Rewrite everything in the commit text below from "TC=2 still sets tensor cores (and" down to "tensor cores (TC=3)", substituting "python" for each "python3".

Text provided
★ ★ ★ ★ ★ ★ ★

TC=2 still sets tensor cores (and TC=3 support for locals) (#5780)

* TC=2 still sets tensor cores * add TC=3 support for using locals * bugfix * lines + TC=3 tests * CUDA can use threads, fix fuzz linearizer
2024-07-28 16:16:53 -07:00 · 2024-07-28 16:16:53 -07:00 · 0392123e6e
parent 71a64d8252
commit 0392123e6e
5 changed files with 43 additions and 21 deletions
--- a/.github/workflows/test.yml
+++ b/.github/workflows/test.yml
@ -50,6 +50,11 @@ jobs:
        PYTHONPATH=. DEBUG=2 EMULATE_METAL=1 FORWARD_ONLY=1 PYTHON=1 python3 ./test/test_linearizer.py TestLinearizer.test_tensor_cores
        PYTHONPATH=. DEBUG=2 EMULATE_AMD=1 FORWARD_ONLY=1 PYTHON=1 python3 ./test/test_linearizer.py TestLinearizer.test_tensor_cores
        PYTHONPATH=. DEBUG=2 EMULATE_CUDA=1 FORWARD_ONLY=1 PYTHON=1 python3 ./test/test_linearizer.py TestLinearizer.test_tensor_cores
+    - name: Test tensor cores (TC=3)

★ ★ ★ ★ ★ ★ ★

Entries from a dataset
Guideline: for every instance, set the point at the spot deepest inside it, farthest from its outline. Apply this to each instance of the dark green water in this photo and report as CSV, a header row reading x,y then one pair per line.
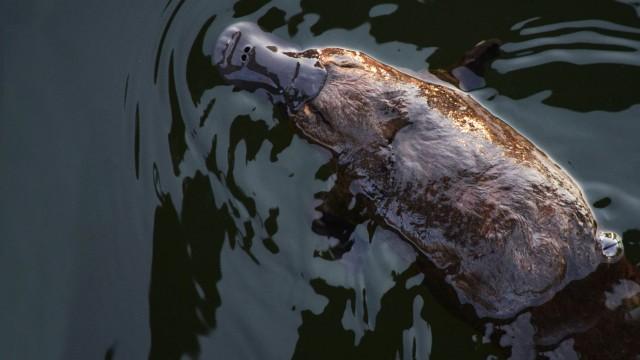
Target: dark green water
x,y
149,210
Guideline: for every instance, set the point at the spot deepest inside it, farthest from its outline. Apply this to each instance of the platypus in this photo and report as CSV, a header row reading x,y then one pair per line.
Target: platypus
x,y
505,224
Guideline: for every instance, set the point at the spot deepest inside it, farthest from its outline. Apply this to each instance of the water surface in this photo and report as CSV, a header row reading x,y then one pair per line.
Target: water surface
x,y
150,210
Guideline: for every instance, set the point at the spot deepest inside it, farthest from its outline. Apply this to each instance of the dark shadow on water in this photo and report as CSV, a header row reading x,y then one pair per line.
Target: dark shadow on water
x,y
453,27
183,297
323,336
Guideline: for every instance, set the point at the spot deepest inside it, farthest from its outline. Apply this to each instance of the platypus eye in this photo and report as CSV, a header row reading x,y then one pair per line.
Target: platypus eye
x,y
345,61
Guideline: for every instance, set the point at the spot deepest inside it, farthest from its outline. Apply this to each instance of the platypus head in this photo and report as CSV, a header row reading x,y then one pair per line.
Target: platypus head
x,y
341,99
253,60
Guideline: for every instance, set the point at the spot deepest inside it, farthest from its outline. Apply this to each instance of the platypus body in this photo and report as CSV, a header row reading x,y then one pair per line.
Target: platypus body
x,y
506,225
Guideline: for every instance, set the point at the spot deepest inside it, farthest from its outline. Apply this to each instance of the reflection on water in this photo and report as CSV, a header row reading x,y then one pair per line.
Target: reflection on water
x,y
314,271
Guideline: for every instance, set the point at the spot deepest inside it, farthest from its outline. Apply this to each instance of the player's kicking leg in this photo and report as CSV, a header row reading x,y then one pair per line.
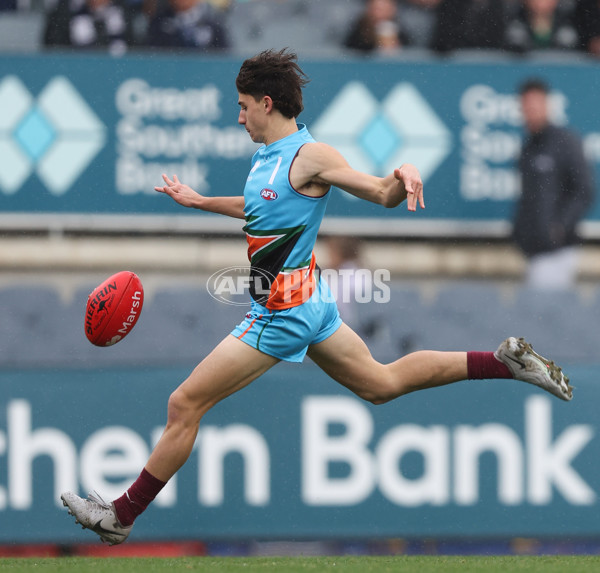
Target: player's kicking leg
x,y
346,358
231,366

★ ★ ★ ★ ★ ★ ★

Result of the exercise
TC=2 still sets tensor cores (and TC=3 support for locals) (#5780)

* TC=2 still sets tensor cores * add TC=3 support for using locals * bugfix * lines + TC=3 tests * CUDA can use threads, fix fuzz linearizer
2024-07-28 16:16:53 -07:00 · 2024-07-28 16:16:53 -07:00 · 0392123e6e
parent 71a64d8252
commit 0392123e6e
5 changed files with 43 additions and 21 deletions
--- a/.github/workflows/test.yml
+++ b/.github/workflows/test.yml
@ -50,6 +50,11 @@ jobs:
        PYTHONPATH=. DEBUG=2 EMULATE_METAL=1 FORWARD_ONLY=1 PYTHON=1 python ./test/test_linearizer.py TestLinearizer.test_tensor_cores
        PYTHONPATH=. DEBUG=2 EMULATE_AMD=1 FORWARD_ONLY=1 PYTHON=1 python ./test/test_linearizer.py TestLinearizer.test_tensor_cores
        PYTHONPATH=. DEBUG=2 EMULATE_CUDA=1 FORWARD_ONLY=1 PYTHON=1 python ./test/test_linearizer.py TestLinearizer.test_tensor_cores
+    - name: Test tensor cores (TC=3)